Task requirements =>
Answer these questions from the concert listing below, numbering each answer to match its question.
1. In which hall of the Elbphilharmonie is the concert held?
2. Since what year have Łucja Madziar and Thomas Hoppe formed a duo?
3. At which school did Thomas Hoppe complete his training?

Text provided =>
-- START --

Tue, Apr 8, 2025, 19:30
Elbphilharmonie, Kleiner Saal (Hamburg)
Łucja Madziar (Violin), Thomas Hoppe (Piano)
Łucja Madziar, first concertmaster of the ORF Symphony Orchestra, and her piano partner Thomas Hoppe have formed a musical duo since 2022. The multi-award-winning violinist is a regular guest at music festivals (Beethovenfest Bonn, Festspiele Mecklenburg-Vorpommern, Paderewski-Festival) and can look back on solo appearances, e.g. in the Grand Hall of the Vienna Konzerthaus. As a soloist, she has performed several times with the Essen Philharmonic Orchestra, the Lower Saxony State Orchestra Hanover, the Württemberg Chamber Orchestra Heilbronn, the Neubrandenburg Philharmonic Orchestra and the Folkwang Chamber Orchestra Essen. Thomas Hoppe is regarded as an outstanding piano partner and has performed as such with artists such as Itzhak Perlman, Antje Weithaas, Vilde Frang and Tabea Zimmermann. The Berlin pianist completed his training at the Juilliard School in New York City. As a member of the ATOS Trio, he performs worldwide and has won many prizes and awards.

-- END --

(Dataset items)
-- START --

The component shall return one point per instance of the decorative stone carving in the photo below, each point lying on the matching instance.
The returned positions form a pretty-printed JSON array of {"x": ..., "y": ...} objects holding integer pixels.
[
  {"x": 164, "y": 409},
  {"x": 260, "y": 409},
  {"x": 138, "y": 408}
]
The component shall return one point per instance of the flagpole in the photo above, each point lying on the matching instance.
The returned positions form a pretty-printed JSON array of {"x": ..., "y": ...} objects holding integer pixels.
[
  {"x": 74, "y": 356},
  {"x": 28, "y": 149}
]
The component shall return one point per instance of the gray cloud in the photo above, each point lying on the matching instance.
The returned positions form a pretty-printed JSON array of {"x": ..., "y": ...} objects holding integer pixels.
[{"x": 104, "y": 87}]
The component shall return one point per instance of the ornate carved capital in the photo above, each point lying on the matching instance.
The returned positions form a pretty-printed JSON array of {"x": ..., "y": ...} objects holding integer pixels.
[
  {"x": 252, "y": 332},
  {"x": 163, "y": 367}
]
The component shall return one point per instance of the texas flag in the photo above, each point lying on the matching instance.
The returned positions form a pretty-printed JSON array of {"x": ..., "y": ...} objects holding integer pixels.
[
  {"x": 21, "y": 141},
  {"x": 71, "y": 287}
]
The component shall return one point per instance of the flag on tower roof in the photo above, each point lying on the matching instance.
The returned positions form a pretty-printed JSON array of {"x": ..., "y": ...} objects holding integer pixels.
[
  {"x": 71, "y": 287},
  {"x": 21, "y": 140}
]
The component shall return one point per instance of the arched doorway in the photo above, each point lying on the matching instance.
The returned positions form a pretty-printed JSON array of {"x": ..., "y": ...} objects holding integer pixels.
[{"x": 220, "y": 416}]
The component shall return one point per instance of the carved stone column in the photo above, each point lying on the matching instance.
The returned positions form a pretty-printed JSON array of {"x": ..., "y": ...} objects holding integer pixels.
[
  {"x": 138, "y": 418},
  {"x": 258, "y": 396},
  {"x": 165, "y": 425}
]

-- END --

Solution below =>
1. The Kleiner Saal.
2. 2022.
3. The Juilliard School in New York City.